## WORK INSTRUCTIONS
Retype the part of the Goran Stefanovski biography below, starting with "During his teenage" and going on through "collaborator and friend.".
PASSAGE SHOWN Start Marker
Goran Stefanovski

GORAN STEFANOVSKI was born on 27 April 1952 in Bitola, a town then in Yugoslavia, near the border with Greece on the Balkan Peninsula in Eastern Europe, now in North Macedonia. His father, Mirko, was a theatre director and his mother, Nada, a leading actress. Much of Goran’s childhood was spent in theaters.

During his teenage years he was heavily influenced by the music of the Beatles and the Rolling Stones and went on to study English language and literature at the University of Skopje. However, the theater was in his blood. Goran was to spend his third year of studies at the Faculty of Dramatic Arts (FDU) in Belgrade and have his first play performed at the age of 22. It was directed by Slobodan Unkovski, who was to become a lifetime collaborator and friend.

Goran Stefanovski wrote 23 full-length plays for the theater in all. The most widely performed internationally are Wild Flesh, Hi-Fi, Flying on the Spot, Tattooed Souls, The Black Hole, Chernodrinski Comes Back Home, Sarajevo, an Oratorio for the Theater, Hotel Europa, and The Demon of Debar Maalo.

In 1990 he spent six months as an Outstanding Artist Fulbright Scholar at Brown University, in rhode Island, and began a lifelong friendship with Professor John Emigh.

In 1991 Yugoslavia began to fall apart and descended into civil war. The constantly deteriorating situation led his English wife, Pat Marsh, to decide to make a new life for the family in Canterbury, England, from September 1992. For the next six years, Stefanovski was to commute between his homeland and the UK, continuing his teaching in Skopje.

In 1992, Chris Torch of the Jordcirkus theatre group in Stockholm commissioned Goran to write a play for the Antwerp European Capital of Culture, about Sarajevo, the Bosnian city then undergoing a brutal siege. This successful venture was followed by performance scripts for the festivals of European Capitals of Culture in Copenhagen, Stockholm, Avignon, and Bologna, all in collaboration with Chris Torch.

In September 2000 Stefanovski settled in Canterbury and taught classes in screenwriting and playwriting at the University of Kent before taking up his post at Canterbury Christ Church University in 2002, teaching screenwriting there until his death in 2018. He wrote six screenplays in all and his A Little Book of Traps (a scriptwriting tool) has been translated and published in five languages, including Chinese.

Goran Stefanovski continued writing successful plays which were translated and produced all over the world throughout the rest of his life. He died of an inoperable brain tumor in 2018 at the age of 66.
PASSAGE SHOWN End Marker
AVAILABLE DATA Start Marker
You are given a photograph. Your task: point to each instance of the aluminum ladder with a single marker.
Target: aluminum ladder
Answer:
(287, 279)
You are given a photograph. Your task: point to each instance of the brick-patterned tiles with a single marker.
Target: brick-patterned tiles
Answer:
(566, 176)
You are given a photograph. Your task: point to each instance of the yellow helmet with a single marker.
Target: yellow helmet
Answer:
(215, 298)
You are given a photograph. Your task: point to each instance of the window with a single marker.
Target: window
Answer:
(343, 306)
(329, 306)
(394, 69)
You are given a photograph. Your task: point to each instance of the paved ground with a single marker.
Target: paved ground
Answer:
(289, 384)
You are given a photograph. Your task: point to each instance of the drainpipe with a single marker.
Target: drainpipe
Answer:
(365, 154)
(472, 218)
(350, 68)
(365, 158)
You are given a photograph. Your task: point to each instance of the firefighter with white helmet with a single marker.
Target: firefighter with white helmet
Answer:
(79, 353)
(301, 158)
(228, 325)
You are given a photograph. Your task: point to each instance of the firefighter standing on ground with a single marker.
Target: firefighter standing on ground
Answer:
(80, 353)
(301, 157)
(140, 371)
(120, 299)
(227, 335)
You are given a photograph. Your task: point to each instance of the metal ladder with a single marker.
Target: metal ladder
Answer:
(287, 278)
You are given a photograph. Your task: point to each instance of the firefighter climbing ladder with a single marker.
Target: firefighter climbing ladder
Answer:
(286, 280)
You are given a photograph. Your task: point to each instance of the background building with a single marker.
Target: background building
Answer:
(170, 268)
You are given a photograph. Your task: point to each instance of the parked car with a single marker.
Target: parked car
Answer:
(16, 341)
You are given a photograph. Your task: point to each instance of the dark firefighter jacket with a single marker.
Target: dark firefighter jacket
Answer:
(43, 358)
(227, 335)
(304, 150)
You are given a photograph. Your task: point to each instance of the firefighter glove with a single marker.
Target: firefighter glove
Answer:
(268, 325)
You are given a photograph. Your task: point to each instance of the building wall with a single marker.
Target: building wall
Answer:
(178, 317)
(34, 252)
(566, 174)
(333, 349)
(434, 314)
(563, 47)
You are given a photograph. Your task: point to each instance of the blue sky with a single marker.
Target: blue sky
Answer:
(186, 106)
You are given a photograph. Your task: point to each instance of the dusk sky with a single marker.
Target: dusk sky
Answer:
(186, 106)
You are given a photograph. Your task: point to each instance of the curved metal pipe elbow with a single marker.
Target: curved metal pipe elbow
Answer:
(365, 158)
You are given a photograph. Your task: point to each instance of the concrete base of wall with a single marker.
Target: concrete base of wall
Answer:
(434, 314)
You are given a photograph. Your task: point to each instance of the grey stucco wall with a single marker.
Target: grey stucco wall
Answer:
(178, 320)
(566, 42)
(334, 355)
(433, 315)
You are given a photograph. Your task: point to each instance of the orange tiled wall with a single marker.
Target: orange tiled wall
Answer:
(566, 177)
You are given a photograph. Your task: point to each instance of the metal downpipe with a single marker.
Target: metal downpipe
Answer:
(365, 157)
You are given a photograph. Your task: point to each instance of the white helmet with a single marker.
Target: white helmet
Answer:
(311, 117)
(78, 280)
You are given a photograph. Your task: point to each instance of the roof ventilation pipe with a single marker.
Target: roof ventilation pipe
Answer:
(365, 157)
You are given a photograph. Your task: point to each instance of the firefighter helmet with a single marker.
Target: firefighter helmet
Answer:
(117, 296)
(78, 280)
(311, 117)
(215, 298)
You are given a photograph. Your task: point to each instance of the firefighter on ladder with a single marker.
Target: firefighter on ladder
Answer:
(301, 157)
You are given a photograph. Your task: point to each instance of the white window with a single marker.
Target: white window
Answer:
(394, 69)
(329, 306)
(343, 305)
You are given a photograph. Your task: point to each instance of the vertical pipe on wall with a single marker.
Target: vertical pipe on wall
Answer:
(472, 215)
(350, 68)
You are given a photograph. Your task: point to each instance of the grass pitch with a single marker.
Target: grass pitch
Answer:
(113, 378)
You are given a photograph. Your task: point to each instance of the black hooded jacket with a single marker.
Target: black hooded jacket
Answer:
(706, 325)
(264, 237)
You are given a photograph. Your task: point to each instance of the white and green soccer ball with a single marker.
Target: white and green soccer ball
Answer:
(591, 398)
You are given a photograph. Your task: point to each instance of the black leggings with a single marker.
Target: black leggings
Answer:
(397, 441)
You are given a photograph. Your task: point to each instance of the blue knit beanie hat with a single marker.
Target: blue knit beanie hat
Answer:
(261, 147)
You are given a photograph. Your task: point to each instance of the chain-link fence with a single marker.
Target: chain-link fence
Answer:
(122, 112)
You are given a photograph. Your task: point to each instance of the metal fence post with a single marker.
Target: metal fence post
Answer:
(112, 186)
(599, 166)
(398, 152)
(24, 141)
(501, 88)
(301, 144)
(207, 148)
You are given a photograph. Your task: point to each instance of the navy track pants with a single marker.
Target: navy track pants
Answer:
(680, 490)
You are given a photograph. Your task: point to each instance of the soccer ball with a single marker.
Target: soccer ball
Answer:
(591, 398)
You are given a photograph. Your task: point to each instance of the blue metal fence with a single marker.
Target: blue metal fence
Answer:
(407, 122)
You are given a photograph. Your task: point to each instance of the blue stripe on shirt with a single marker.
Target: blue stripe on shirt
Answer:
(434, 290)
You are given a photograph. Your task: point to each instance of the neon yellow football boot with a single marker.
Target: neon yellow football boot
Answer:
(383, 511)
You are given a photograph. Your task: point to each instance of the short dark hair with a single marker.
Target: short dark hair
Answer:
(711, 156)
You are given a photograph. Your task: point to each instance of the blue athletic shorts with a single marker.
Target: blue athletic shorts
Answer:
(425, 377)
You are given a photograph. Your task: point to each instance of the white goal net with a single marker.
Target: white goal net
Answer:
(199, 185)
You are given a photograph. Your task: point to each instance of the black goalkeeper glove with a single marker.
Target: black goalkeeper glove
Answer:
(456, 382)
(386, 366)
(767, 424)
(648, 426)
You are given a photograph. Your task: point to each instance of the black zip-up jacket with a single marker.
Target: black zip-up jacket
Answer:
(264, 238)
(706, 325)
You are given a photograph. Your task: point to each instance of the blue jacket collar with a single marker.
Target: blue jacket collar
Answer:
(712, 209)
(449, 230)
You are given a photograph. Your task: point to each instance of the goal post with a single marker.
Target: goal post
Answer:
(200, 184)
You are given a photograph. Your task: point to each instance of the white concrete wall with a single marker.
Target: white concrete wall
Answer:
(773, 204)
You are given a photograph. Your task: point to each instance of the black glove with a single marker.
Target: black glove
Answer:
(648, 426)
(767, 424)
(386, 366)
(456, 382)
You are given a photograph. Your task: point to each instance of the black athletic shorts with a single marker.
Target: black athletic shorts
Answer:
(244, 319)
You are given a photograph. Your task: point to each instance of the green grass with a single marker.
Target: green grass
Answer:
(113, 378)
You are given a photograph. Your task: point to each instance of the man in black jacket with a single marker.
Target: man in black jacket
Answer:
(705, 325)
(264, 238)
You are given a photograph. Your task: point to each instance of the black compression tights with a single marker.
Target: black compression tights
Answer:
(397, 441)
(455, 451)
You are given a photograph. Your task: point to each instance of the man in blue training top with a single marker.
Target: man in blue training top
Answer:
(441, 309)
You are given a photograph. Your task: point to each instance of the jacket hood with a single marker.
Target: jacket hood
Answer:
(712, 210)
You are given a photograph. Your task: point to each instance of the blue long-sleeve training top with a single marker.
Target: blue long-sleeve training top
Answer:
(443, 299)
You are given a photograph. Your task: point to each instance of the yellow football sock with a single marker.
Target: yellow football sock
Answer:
AVAILABLE DATA End Marker
AVAILABLE DATA Start Marker
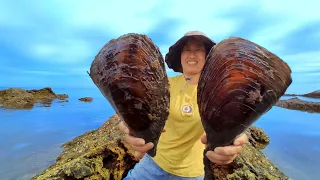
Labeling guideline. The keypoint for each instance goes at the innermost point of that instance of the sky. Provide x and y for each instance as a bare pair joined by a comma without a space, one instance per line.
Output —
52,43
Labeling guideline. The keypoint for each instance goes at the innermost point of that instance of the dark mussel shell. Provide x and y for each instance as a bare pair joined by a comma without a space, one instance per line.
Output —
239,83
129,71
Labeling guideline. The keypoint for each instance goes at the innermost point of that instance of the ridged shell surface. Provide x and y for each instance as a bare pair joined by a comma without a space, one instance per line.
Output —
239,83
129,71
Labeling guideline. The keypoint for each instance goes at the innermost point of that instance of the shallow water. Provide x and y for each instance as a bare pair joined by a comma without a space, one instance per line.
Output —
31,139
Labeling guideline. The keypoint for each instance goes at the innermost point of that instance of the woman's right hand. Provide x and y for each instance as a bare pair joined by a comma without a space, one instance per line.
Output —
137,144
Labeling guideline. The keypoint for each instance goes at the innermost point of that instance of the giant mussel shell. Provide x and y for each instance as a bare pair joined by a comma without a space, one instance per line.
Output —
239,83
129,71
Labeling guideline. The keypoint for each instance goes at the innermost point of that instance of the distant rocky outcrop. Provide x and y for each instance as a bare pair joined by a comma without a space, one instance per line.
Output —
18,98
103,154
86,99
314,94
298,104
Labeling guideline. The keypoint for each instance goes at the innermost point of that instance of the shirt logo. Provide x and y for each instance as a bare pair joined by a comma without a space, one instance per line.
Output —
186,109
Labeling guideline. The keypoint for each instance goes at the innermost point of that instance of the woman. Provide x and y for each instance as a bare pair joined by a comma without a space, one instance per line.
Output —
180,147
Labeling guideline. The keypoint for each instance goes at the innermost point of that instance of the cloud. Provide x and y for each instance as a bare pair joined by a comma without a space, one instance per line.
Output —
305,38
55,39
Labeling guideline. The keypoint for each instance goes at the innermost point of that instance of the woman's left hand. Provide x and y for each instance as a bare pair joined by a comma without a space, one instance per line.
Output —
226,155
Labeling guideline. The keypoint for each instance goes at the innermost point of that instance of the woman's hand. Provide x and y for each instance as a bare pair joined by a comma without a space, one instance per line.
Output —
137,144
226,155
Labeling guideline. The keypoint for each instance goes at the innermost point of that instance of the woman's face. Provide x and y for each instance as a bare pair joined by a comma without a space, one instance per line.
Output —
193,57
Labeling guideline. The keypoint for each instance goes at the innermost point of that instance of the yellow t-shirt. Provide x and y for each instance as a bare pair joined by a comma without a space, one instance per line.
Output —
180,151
AVAILABLE DATA End Marker
## EXERCISE OUTPUT
During his teenage years he was heavily influenced by the music of the Beatles and the Rolling Stones and went on to study English language and literature at the University of Skopje. However, the theater was in his blood. Goran was to spend his third year of studies at the Faculty of Dramatic Arts (FDU) in Belgrade and have his first play performed at the age of 22. It was directed by Slobodan Unkovski, who was to become a lifetime collaborator and friend.